* [TASK TO COMPLETE]: Copy each of the following items word for word, keeping every line in its original order.

(Items from a dataset)
= = = = = = =
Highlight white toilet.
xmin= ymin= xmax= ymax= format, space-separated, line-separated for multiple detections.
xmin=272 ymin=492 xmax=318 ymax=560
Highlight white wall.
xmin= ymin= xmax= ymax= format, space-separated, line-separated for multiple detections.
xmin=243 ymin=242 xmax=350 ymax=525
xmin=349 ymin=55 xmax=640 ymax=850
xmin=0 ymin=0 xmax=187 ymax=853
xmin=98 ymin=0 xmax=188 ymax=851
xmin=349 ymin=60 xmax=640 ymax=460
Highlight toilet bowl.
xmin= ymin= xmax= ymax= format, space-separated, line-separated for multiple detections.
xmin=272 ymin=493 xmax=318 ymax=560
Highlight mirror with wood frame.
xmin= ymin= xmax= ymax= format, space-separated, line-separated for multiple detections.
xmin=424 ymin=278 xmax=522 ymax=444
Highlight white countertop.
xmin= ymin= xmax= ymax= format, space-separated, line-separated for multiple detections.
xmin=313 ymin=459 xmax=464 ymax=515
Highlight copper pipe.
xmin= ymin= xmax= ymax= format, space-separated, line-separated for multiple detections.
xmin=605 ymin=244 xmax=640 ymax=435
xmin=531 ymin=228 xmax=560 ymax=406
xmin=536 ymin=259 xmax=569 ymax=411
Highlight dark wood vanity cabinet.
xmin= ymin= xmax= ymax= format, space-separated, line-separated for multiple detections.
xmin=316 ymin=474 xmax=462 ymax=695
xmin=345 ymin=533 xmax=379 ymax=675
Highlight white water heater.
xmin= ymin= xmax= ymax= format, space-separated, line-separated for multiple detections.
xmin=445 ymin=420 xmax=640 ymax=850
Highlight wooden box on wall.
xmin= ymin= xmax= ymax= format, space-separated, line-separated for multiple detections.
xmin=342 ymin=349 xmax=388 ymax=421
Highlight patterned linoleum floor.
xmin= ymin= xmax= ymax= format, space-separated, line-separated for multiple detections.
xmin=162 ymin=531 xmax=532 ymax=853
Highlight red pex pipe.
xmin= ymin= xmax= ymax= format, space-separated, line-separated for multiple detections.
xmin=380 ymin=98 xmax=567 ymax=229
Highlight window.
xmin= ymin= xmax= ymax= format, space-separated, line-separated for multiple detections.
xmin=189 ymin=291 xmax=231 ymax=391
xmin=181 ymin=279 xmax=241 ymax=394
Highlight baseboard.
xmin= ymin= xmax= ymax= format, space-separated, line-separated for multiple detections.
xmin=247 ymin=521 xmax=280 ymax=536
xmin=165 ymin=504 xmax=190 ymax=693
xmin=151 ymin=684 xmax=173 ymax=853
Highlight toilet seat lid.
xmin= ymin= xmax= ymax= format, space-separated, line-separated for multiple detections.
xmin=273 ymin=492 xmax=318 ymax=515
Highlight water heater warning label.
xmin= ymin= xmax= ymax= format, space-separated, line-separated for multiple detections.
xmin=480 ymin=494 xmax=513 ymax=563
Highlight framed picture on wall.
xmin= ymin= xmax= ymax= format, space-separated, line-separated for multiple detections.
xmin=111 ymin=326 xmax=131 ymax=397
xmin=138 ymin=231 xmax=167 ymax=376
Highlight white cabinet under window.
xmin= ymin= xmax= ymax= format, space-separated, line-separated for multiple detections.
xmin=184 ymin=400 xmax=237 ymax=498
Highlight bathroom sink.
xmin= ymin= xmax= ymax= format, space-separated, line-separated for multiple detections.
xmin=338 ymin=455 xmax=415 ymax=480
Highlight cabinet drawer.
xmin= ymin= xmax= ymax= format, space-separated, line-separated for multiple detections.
= = = = = = =
* [ANSWER TO THIS PROBLEM]:
Highlight white toilet.
xmin= ymin= xmax= ymax= format, space-separated, line-separated for multiple detections.
xmin=272 ymin=492 xmax=318 ymax=560
Highlight white wall.
xmin= ymin= xmax= ymax= format, space-separated, line-separated for multiple detections.
xmin=243 ymin=242 xmax=350 ymax=525
xmin=349 ymin=55 xmax=640 ymax=850
xmin=0 ymin=0 xmax=187 ymax=853
xmin=98 ymin=0 xmax=188 ymax=851
xmin=349 ymin=60 xmax=640 ymax=460
Highlight toilet bowl.
xmin= ymin= xmax= ymax= format, space-separated, line-separated for multiple detections.
xmin=272 ymin=493 xmax=318 ymax=560
Highlight mirror with wood frame.
xmin= ymin= xmax= ymax= format, space-separated, line-separated for multiple detections.
xmin=424 ymin=278 xmax=522 ymax=444
Highlight white countertop.
xmin= ymin= xmax= ymax= format, space-separated, line-separated for multiple detections.
xmin=313 ymin=459 xmax=464 ymax=515
Highlight copper pipe.
xmin= ymin= xmax= ymax= format, space-separated, line-separated for multiple detections.
xmin=605 ymin=244 xmax=640 ymax=435
xmin=531 ymin=228 xmax=560 ymax=406
xmin=536 ymin=259 xmax=569 ymax=411
Highlight dark wood vanity cabinet.
xmin= ymin= xmax= ymax= format, space-separated, line-separated for multiple detections.
xmin=316 ymin=474 xmax=462 ymax=695
xmin=345 ymin=533 xmax=379 ymax=675
Highlight white water heater.
xmin= ymin= xmax= ymax= format, space-separated, line-separated for multiple detections.
xmin=445 ymin=420 xmax=640 ymax=850
Highlight wooden box on wall.
xmin= ymin= xmax= ymax= format, space-separated, line-separated for multiple detections.
xmin=342 ymin=349 xmax=388 ymax=421
Highlight patterned linoleum floor.
xmin= ymin= xmax= ymax= format, space-separated, line-separated for multiple detections.
xmin=162 ymin=531 xmax=532 ymax=853
Highlight red pex pipe.
xmin= ymin= xmax= ymax= format, space-separated, line-separated for multiple detections.
xmin=380 ymin=98 xmax=567 ymax=229
Highlight window.
xmin= ymin= xmax= ymax= format, space-separated, line-separated for multiple detections.
xmin=189 ymin=291 xmax=231 ymax=391
xmin=181 ymin=279 xmax=241 ymax=394
Highlight baseboard.
xmin= ymin= xmax= ymax= format, space-separated, line-separated for multiple detections.
xmin=247 ymin=521 xmax=280 ymax=536
xmin=165 ymin=504 xmax=190 ymax=693
xmin=151 ymin=684 xmax=173 ymax=853
Highlight toilet seat lid.
xmin= ymin= xmax= ymax= format, space-separated, line-separated for multiple detections.
xmin=273 ymin=492 xmax=318 ymax=515
Highlight water heater warning label.
xmin= ymin= xmax= ymax= format, space-separated, line-separated for multiple detections.
xmin=480 ymin=494 xmax=513 ymax=563
Highlight framed picture on wall.
xmin= ymin= xmax= ymax= format, space-separated, line-separated for multiple detections.
xmin=111 ymin=326 xmax=131 ymax=397
xmin=138 ymin=231 xmax=167 ymax=376
Highlight white cabinet under window.
xmin= ymin= xmax= ymax= format, space-separated, line-separated for multiple detections.
xmin=184 ymin=400 xmax=237 ymax=498
Highlight bathroom sink.
xmin= ymin= xmax= ymax= format, space-separated, line-separated for multiple detections.
xmin=338 ymin=455 xmax=415 ymax=480
Highlight cabinet drawer.
xmin= ymin= xmax= ymax= format, space-separated, line-separated for multiple detections.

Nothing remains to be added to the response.